> The exercise:
Reproduce every line of the material below word for word, omitting the pictures.

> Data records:
════
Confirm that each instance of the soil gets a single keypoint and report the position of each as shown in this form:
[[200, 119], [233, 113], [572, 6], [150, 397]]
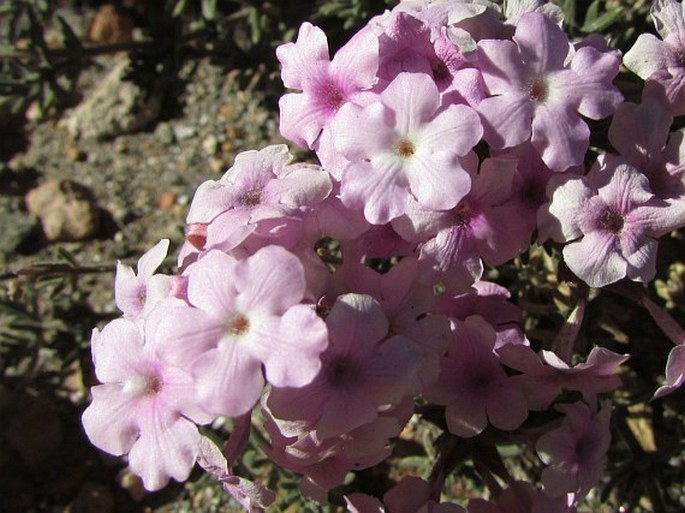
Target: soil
[[137, 187]]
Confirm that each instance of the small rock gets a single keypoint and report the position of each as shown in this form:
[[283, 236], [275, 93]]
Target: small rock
[[18, 231], [183, 132], [74, 153], [111, 26], [67, 210], [164, 133], [210, 145], [166, 201], [117, 106]]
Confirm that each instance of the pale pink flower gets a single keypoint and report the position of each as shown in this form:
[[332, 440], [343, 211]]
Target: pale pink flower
[[404, 146], [407, 304], [540, 90], [326, 85], [611, 221], [482, 227], [261, 194], [146, 404], [237, 324], [136, 294]]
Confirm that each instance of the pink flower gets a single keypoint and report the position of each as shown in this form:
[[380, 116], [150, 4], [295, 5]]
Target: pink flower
[[490, 301], [660, 60], [483, 226], [362, 372], [262, 194], [238, 323], [538, 95], [145, 405], [675, 372], [404, 146], [611, 220], [545, 375], [576, 450], [136, 294], [325, 463], [473, 385], [326, 85], [410, 495], [641, 134]]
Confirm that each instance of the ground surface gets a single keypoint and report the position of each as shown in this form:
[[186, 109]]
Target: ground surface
[[139, 186]]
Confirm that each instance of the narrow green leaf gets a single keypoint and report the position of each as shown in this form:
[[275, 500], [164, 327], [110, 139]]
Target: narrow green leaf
[[592, 13], [179, 8], [71, 40], [209, 10]]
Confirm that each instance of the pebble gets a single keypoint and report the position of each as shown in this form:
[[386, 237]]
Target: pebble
[[210, 145], [183, 132], [66, 209], [19, 230], [117, 106], [164, 133]]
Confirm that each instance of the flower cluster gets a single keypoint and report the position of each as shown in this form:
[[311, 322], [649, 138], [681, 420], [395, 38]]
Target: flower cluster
[[450, 134]]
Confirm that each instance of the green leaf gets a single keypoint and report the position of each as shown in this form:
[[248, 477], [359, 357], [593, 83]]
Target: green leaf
[[71, 40], [209, 10], [179, 8], [604, 21]]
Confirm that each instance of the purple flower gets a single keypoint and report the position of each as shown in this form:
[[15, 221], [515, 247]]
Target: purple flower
[[521, 497], [641, 134], [362, 372], [545, 375], [404, 146], [611, 221], [410, 495], [473, 385], [661, 60], [576, 450], [538, 93], [675, 372]]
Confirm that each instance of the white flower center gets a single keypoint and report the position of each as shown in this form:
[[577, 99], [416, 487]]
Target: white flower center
[[405, 148], [238, 324], [538, 89], [144, 384]]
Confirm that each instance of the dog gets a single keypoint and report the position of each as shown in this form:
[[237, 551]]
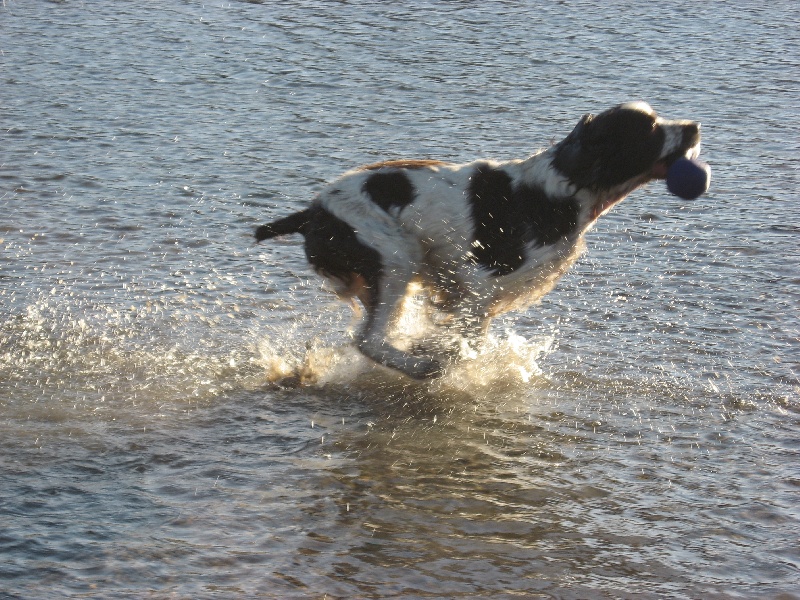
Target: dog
[[482, 238]]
════
> Expected answer:
Confirm that each instance of the soil gets a single keypoint and report the position of each as shown in this form:
[[200, 119], [233, 113], [572, 6], [150, 397]]
Target: soil
[[137, 187]]
Confirm that each instance of the small rock gets a single keypoint and report the position of each as shown in this form:
[[283, 236], [275, 93]]
Target: small rock
[[18, 231], [183, 132], [74, 153], [111, 26], [67, 210], [164, 133], [210, 145], [166, 201], [117, 106]]
Confirm that each instance of the pale pink flower gets a single keypoint and report the position of each as shown in this form:
[[332, 440], [343, 211]]
Target: pale pink flower
[[404, 146], [407, 304], [540, 90], [326, 85], [611, 221], [482, 227], [261, 194], [146, 404], [237, 324], [136, 294]]
Confirm that each instance of the pink flower gets a single keypoint and report the position of each as shown in this form:
[[380, 116], [150, 4], [295, 5]]
Target: pink flower
[[490, 301], [660, 60], [483, 226], [362, 372], [262, 194], [238, 323], [538, 95], [145, 405], [675, 372], [404, 146], [611, 220], [545, 375], [576, 450], [136, 294], [325, 463], [473, 385], [326, 85], [410, 495], [641, 134]]
Confirm that each instance of the ground surface gets a single keypoint and report the position of each as shown in this form:
[[186, 109]]
Target: ground surface
[[139, 186]]
Confirm that each instance of the narrow green leaf gets a single keypoint and report the position of each as shown in this form:
[[275, 500], [164, 327], [110, 139]]
Target: narrow green leaf
[[592, 13], [179, 8], [71, 40], [209, 10]]
Confirm that each instance of the pebble gets a single keypoint and report the position of each as shown in this form:
[[386, 237]]
Target: pebble
[[210, 145], [183, 132], [66, 209], [19, 230], [117, 106], [164, 133]]
Confirm that each instance of the flower cluster gets a single keypoint and report the position of each as shown in this form:
[[311, 322], [649, 138], [681, 420], [395, 38]]
Target: flower cluster
[[450, 134]]
Confirm that each instance of the green leaf gets a single keypoint and report the position of each as shown in this form:
[[248, 477], [359, 357], [593, 83]]
Target: green leaf
[[71, 40], [209, 10], [179, 8], [604, 21]]
Confirm that each instance of the purple flower gets a single keypoint and report the position of each as shown in this form:
[[15, 221], [515, 247]]
Target: purple flower
[[521, 497], [641, 134], [362, 372], [545, 375], [404, 146], [611, 221], [410, 495], [473, 385], [661, 60], [576, 450], [538, 93], [675, 372]]
Confirm that each instance of the white flower center gets a single keypoint and report the position of each as shown in this form:
[[577, 99], [416, 487]]
Target: white flower center
[[405, 148], [238, 324], [538, 89], [144, 384]]
Confirm that each instance of the dog gets a single keypoint and report the position of each as shown in this form:
[[237, 551]]
Target: dog
[[482, 238]]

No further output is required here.